### SUPPLIED INFORMATION
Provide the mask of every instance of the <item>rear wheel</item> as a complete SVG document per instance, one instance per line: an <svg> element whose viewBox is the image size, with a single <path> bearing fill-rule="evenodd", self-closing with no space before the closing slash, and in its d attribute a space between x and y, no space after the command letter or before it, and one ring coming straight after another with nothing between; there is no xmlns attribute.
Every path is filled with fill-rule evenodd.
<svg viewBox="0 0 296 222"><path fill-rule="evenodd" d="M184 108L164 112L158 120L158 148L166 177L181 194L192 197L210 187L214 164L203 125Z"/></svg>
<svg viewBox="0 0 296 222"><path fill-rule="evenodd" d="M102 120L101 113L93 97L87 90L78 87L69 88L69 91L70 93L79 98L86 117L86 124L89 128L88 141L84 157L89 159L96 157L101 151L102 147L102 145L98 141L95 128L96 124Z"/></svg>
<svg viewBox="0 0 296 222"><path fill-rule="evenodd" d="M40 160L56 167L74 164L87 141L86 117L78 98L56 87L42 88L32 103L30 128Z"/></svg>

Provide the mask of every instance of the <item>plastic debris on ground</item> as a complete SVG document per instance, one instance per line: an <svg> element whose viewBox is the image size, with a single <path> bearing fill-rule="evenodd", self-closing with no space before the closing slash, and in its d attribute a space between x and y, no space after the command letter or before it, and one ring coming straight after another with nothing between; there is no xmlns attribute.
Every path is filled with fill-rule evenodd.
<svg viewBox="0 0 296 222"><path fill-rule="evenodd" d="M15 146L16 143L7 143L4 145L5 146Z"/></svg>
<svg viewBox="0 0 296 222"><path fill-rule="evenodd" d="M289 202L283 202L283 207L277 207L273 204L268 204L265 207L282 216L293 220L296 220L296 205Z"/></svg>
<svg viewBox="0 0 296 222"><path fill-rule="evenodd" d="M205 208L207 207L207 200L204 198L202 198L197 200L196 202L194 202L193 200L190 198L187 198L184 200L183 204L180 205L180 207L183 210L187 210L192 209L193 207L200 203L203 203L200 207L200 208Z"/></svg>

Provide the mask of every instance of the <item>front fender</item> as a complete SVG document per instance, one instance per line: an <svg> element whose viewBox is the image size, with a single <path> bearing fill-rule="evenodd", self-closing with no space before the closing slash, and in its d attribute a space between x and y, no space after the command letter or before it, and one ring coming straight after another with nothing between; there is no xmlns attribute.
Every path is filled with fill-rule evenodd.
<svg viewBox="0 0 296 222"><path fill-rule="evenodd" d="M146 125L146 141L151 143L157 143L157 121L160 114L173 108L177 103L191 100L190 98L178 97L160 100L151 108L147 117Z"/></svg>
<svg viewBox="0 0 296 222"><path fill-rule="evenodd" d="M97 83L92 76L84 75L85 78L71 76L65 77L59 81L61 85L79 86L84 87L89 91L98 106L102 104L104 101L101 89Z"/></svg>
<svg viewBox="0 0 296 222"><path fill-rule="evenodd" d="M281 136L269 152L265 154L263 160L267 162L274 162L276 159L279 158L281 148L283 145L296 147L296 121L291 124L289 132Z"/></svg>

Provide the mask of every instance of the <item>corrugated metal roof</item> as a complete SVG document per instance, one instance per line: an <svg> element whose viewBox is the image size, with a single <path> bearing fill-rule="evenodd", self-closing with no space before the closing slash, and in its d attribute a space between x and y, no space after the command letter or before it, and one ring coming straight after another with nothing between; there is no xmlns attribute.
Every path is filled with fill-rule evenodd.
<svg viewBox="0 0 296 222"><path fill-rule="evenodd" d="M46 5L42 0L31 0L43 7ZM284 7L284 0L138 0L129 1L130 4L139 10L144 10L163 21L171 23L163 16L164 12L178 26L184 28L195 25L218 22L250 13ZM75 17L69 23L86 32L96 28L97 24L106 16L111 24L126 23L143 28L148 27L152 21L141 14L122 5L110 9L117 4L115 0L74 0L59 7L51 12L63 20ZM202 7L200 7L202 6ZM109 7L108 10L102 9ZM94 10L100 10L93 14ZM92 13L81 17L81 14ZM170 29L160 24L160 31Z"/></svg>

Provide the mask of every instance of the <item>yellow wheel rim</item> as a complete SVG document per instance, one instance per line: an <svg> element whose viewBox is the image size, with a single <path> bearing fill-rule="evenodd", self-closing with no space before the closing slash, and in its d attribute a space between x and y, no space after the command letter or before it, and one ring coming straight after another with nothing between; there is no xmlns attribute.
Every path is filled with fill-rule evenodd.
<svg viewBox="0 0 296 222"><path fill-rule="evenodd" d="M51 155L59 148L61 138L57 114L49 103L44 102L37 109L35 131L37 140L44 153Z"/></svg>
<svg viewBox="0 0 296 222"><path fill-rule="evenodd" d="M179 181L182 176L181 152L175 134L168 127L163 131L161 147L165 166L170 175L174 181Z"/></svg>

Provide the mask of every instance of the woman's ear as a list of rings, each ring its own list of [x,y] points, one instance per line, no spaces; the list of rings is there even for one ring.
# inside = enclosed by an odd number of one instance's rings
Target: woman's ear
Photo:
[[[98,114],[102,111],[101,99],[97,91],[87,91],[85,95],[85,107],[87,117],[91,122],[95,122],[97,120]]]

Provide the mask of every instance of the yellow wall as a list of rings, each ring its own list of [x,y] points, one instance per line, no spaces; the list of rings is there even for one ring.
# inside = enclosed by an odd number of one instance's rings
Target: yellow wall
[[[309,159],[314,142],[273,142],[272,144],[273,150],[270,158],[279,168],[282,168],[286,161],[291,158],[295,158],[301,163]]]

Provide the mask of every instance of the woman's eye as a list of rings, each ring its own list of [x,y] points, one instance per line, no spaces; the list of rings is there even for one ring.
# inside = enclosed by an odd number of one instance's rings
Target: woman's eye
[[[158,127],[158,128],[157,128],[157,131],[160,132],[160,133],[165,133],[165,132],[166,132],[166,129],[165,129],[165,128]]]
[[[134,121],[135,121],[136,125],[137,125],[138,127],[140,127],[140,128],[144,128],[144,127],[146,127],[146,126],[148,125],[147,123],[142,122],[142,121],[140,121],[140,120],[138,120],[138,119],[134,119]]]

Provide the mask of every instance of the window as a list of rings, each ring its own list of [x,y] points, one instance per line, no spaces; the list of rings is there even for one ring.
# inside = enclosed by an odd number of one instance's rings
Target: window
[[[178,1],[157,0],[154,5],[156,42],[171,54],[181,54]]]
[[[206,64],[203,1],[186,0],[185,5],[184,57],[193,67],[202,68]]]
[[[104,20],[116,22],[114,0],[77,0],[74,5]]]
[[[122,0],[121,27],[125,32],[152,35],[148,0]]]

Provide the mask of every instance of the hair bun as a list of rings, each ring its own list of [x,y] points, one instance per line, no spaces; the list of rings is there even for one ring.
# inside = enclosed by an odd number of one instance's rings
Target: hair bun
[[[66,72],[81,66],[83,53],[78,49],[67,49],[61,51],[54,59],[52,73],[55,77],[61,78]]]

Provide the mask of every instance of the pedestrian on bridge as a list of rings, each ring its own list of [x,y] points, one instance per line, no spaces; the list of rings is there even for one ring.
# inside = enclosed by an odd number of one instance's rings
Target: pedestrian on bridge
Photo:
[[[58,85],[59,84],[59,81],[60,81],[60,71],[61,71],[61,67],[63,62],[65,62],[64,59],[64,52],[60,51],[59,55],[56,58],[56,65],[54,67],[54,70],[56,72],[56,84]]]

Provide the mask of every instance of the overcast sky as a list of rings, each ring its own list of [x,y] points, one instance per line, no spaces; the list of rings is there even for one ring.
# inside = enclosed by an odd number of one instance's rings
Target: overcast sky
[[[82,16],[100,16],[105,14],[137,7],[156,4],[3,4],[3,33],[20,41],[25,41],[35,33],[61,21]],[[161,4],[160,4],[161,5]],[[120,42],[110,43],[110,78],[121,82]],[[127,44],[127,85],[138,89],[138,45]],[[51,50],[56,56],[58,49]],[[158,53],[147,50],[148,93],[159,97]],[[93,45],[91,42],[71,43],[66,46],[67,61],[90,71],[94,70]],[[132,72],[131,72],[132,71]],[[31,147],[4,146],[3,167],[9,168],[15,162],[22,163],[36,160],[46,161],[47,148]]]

### TASK DIRECTIONS
Rewrite everything from the start of the entries down through the line containing "108L164 112L158 120L158", putting "back wheel" in place of "rear wheel" and changing nothing else. Give only those lines.

### THE COMPLETED TASK
Provide the mask of every instance of the <item>back wheel</item> as a complete SVG document per instance, one instance per line: an <svg> element whose viewBox is the image size, with a single <path> bearing fill-rule="evenodd", self-closing with no space before the closing slash, and in its d attribute a space between x and y, no space after the command letter or before it, and one ring coming straight after another with nothing between; there is no xmlns attribute.
Every path is filled with fill-rule evenodd.
<svg viewBox="0 0 296 222"><path fill-rule="evenodd" d="M184 108L164 112L158 120L158 148L166 177L181 194L192 197L210 187L214 164L203 125Z"/></svg>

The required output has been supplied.